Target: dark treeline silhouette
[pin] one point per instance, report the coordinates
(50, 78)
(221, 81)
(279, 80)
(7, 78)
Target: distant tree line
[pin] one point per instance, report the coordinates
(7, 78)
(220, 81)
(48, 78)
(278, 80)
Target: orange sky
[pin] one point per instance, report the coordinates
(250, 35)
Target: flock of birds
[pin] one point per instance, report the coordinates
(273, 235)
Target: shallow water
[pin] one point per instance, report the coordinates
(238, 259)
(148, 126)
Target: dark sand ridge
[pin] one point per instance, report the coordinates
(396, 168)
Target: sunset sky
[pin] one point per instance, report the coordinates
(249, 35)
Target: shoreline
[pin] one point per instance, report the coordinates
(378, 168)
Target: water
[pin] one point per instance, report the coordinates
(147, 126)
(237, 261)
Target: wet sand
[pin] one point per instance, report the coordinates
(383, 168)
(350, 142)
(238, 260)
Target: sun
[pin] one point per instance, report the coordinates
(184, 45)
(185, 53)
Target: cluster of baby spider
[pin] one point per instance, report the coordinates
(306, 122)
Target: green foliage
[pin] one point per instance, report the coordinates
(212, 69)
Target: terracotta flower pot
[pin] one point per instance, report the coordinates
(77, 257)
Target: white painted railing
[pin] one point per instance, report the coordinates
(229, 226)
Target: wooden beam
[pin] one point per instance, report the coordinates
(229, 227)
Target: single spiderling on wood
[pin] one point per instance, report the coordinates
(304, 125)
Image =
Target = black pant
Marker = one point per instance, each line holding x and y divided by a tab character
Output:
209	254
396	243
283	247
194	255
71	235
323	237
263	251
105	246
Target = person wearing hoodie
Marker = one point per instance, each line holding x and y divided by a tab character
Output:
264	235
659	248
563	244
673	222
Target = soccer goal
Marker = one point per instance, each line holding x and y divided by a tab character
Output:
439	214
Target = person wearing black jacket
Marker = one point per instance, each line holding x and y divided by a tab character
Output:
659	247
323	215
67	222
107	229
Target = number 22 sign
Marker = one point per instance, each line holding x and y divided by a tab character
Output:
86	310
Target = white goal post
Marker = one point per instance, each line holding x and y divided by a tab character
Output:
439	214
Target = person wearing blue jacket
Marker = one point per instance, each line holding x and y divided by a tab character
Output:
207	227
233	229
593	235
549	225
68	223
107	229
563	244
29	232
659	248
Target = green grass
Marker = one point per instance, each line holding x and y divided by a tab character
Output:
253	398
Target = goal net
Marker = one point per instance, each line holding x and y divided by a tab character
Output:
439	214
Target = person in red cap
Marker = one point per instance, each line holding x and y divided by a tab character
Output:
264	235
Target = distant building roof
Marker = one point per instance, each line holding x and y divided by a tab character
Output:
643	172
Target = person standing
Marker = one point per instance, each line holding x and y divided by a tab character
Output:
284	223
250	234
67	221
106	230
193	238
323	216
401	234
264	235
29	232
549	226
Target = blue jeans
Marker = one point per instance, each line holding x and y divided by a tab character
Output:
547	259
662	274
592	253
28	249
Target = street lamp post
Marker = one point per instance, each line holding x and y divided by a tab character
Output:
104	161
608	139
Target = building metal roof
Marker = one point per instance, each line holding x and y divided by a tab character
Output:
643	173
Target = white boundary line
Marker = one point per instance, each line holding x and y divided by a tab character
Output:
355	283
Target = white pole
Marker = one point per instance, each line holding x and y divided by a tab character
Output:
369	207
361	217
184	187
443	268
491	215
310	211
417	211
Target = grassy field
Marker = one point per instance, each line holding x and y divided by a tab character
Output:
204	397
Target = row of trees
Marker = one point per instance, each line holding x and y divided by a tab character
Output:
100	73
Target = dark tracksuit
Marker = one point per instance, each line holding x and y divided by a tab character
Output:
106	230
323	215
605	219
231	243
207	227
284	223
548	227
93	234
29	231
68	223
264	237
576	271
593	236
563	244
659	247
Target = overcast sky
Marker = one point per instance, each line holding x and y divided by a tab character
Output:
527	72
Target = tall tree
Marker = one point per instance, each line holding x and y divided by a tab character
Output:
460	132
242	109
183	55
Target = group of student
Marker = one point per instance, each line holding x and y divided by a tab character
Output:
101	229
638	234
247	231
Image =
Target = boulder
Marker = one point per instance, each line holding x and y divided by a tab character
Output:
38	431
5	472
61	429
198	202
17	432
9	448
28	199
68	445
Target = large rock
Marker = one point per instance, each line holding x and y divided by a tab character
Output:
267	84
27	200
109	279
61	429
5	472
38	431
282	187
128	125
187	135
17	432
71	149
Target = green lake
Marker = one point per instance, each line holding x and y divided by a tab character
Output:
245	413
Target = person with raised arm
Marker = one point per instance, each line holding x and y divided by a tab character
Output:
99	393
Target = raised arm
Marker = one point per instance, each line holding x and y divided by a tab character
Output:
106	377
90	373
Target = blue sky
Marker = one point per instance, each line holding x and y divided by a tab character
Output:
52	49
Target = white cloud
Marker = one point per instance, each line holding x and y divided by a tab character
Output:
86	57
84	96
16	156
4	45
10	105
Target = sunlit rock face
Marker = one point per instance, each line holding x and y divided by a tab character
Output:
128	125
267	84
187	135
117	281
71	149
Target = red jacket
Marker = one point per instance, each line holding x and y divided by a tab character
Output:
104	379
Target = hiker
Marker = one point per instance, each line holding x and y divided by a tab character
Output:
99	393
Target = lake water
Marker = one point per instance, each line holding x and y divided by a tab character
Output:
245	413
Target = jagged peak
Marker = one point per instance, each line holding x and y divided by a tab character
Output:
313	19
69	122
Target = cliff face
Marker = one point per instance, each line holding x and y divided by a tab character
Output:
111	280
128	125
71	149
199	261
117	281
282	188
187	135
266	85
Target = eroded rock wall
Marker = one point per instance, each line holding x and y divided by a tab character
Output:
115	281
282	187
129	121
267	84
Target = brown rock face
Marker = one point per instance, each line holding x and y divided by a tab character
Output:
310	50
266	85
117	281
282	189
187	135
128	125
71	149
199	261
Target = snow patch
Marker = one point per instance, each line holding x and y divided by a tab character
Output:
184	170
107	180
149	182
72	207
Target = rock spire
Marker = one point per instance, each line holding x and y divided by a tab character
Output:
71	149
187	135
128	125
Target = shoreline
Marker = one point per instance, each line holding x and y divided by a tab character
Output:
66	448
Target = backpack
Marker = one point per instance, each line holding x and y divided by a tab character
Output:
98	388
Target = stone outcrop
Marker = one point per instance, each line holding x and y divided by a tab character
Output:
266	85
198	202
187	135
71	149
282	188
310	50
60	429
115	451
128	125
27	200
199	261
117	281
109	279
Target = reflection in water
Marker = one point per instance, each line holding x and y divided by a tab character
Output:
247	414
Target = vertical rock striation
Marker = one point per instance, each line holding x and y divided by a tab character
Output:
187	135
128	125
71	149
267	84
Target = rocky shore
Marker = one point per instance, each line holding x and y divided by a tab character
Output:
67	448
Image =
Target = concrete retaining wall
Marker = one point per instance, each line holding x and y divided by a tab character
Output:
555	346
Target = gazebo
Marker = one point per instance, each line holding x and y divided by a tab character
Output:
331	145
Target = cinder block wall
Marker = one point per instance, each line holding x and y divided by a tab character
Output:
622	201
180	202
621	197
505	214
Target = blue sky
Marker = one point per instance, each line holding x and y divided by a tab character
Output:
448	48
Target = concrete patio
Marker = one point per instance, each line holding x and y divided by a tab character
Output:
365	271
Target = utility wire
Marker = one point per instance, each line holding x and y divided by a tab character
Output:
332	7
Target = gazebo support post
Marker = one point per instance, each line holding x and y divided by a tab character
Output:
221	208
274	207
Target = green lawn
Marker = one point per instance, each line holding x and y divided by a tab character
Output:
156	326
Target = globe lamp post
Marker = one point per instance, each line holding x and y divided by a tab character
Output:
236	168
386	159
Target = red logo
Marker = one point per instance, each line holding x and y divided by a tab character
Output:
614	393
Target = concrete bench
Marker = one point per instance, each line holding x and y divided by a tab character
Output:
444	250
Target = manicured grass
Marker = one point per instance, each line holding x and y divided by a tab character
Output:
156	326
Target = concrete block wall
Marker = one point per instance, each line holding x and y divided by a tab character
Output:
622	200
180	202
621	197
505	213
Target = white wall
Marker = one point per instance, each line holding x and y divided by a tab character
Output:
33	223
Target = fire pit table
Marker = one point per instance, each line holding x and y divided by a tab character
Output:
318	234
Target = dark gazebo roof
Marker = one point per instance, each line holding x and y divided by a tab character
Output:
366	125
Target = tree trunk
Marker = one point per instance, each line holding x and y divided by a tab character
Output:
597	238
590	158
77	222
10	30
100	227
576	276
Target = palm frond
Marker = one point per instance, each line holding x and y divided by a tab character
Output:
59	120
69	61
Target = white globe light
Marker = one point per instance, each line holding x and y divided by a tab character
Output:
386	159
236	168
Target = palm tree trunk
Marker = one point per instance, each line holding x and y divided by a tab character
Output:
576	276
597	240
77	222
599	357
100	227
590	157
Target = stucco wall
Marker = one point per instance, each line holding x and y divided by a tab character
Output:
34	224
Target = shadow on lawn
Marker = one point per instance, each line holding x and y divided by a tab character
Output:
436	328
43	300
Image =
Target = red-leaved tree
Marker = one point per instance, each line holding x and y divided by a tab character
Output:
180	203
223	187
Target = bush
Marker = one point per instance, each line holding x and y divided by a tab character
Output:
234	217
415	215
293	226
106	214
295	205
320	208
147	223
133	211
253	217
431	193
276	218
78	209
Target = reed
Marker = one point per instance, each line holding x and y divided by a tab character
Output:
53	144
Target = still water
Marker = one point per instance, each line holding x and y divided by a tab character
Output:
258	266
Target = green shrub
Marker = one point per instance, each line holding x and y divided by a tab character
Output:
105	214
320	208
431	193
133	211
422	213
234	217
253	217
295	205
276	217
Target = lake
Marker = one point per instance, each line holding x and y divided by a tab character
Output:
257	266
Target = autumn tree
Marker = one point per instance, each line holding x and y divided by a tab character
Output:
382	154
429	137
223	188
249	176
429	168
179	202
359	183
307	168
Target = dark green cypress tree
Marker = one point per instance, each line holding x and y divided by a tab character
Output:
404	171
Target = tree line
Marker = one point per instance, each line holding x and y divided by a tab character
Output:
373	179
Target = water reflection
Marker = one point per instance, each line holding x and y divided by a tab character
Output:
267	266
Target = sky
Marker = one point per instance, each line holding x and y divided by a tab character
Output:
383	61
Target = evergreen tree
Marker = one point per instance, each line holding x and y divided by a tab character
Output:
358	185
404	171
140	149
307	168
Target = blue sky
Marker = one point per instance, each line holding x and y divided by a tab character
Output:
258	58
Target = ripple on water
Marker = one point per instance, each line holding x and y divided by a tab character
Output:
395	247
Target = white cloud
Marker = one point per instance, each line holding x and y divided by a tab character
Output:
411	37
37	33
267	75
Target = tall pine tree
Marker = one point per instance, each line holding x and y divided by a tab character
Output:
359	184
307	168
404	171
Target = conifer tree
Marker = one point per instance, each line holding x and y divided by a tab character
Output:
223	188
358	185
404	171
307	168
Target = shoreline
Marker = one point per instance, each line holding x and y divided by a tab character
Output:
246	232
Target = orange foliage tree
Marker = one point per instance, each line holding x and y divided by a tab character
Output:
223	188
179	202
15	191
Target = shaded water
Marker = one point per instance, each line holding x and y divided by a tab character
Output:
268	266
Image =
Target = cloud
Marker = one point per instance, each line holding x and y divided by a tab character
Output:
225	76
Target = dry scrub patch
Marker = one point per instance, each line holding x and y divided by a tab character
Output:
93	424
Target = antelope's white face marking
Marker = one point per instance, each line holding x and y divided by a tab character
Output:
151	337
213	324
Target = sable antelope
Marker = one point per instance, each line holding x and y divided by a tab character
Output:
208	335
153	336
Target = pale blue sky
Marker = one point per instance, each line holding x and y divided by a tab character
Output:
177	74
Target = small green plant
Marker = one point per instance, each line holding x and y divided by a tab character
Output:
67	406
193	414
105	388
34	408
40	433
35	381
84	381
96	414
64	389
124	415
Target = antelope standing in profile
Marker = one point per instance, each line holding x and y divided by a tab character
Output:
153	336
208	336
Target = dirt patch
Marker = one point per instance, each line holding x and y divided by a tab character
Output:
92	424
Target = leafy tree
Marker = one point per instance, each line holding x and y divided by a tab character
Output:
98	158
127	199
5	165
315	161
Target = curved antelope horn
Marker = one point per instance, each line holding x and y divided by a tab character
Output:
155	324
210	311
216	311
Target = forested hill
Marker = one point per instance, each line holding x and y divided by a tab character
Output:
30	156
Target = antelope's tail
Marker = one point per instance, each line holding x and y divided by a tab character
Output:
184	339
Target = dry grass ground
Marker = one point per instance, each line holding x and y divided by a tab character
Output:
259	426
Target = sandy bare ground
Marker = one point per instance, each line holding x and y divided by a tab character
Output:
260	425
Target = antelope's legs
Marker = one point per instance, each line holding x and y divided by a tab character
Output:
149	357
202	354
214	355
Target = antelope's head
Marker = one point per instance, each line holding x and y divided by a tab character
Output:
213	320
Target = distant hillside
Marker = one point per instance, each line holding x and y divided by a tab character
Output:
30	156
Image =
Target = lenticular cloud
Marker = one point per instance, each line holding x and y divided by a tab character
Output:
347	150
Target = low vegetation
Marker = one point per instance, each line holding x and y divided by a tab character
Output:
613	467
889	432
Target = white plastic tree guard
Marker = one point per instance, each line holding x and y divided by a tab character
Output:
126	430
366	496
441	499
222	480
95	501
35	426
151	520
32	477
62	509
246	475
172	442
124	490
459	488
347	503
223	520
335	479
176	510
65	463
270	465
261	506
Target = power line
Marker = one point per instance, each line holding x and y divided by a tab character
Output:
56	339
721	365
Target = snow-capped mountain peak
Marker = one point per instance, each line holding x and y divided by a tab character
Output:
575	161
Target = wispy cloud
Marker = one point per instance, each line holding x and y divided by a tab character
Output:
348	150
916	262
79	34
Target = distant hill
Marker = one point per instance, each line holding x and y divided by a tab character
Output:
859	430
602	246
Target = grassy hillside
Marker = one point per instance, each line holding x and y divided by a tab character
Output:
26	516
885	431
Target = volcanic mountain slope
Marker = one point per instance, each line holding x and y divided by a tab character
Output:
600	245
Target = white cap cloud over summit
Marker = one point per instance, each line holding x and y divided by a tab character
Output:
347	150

# Problem
Search the records for the word "concrete", then list every line that has it.

# Reply
Target = concrete retaining wall
Target = concrete patio
Target = concrete bench
Target = concrete block wall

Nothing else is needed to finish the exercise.